» **Given exercise**:
List every line in the rows below that contains the string "railing", copying each one whole. Case counts.

» **Rows**:
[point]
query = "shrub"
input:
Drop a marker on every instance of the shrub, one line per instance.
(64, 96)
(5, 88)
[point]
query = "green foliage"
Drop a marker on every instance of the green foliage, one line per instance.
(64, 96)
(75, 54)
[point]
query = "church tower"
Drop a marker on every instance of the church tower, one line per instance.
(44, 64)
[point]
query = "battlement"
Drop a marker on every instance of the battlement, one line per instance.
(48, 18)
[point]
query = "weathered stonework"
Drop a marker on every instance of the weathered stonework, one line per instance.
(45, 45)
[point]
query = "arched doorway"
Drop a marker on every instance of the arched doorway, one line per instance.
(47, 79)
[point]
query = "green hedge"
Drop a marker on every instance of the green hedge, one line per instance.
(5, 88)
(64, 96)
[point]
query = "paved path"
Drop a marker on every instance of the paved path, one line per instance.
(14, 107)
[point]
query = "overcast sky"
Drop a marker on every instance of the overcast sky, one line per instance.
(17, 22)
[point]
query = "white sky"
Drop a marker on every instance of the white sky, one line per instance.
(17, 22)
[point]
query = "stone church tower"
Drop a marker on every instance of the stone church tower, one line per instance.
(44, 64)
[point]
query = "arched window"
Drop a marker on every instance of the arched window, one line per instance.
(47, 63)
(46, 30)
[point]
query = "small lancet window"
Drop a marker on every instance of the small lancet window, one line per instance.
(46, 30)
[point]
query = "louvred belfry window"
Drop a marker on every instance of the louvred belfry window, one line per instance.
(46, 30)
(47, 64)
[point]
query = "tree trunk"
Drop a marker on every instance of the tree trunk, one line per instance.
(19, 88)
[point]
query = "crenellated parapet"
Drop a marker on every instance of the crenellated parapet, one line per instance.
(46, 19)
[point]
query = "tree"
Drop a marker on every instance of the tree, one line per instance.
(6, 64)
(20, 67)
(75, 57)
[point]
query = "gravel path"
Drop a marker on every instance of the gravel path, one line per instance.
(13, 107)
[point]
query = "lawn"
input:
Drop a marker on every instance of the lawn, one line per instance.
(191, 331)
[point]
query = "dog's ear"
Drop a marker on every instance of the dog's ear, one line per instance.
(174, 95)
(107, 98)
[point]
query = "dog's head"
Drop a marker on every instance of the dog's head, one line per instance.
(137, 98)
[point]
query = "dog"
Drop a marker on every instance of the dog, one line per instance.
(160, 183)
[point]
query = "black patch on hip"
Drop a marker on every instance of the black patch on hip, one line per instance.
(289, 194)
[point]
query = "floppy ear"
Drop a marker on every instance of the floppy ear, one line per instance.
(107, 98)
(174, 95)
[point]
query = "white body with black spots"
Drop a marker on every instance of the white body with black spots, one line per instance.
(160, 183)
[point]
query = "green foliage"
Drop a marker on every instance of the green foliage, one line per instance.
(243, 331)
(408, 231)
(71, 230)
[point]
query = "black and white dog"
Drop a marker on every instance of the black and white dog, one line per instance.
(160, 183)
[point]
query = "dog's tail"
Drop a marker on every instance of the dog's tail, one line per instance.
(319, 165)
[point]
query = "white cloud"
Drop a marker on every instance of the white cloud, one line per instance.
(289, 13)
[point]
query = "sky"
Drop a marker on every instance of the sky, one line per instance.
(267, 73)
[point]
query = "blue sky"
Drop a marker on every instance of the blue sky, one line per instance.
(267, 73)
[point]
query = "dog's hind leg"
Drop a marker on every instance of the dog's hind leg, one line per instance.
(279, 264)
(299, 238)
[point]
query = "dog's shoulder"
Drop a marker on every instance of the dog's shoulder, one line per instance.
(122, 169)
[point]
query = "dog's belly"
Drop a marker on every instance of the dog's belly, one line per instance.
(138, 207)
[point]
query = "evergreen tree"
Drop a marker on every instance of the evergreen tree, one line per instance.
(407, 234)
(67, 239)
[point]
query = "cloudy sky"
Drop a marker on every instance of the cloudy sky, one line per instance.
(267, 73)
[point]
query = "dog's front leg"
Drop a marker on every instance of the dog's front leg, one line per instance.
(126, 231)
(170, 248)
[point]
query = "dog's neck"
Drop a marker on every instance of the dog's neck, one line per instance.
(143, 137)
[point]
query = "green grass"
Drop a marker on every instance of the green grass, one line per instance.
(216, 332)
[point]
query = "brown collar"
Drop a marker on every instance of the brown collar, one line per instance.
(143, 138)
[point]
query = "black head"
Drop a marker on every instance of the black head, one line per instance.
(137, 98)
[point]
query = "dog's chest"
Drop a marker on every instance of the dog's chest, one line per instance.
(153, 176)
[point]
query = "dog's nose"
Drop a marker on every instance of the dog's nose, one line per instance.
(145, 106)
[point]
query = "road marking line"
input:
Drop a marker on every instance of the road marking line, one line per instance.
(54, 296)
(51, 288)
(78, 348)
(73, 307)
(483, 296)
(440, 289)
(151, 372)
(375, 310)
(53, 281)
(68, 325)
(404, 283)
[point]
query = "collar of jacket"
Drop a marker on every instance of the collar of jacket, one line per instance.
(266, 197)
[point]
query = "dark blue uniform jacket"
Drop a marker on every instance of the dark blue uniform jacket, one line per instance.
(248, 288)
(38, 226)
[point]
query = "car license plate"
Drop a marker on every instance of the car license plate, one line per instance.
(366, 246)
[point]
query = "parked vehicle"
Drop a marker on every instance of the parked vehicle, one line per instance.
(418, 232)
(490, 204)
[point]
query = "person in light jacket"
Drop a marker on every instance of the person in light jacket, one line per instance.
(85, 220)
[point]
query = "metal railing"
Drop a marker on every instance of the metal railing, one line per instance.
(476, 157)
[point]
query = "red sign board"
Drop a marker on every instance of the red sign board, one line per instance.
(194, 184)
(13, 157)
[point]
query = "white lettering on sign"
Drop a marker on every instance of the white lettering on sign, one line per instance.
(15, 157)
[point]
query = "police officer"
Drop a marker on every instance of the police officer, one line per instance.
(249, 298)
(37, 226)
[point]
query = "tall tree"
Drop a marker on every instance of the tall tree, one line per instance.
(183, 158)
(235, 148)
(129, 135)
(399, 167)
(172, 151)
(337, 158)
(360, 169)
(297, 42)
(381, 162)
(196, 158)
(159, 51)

» **In response**:
query = "metal railing"
Drop a marker on every instance of the metal railing, one line per instance.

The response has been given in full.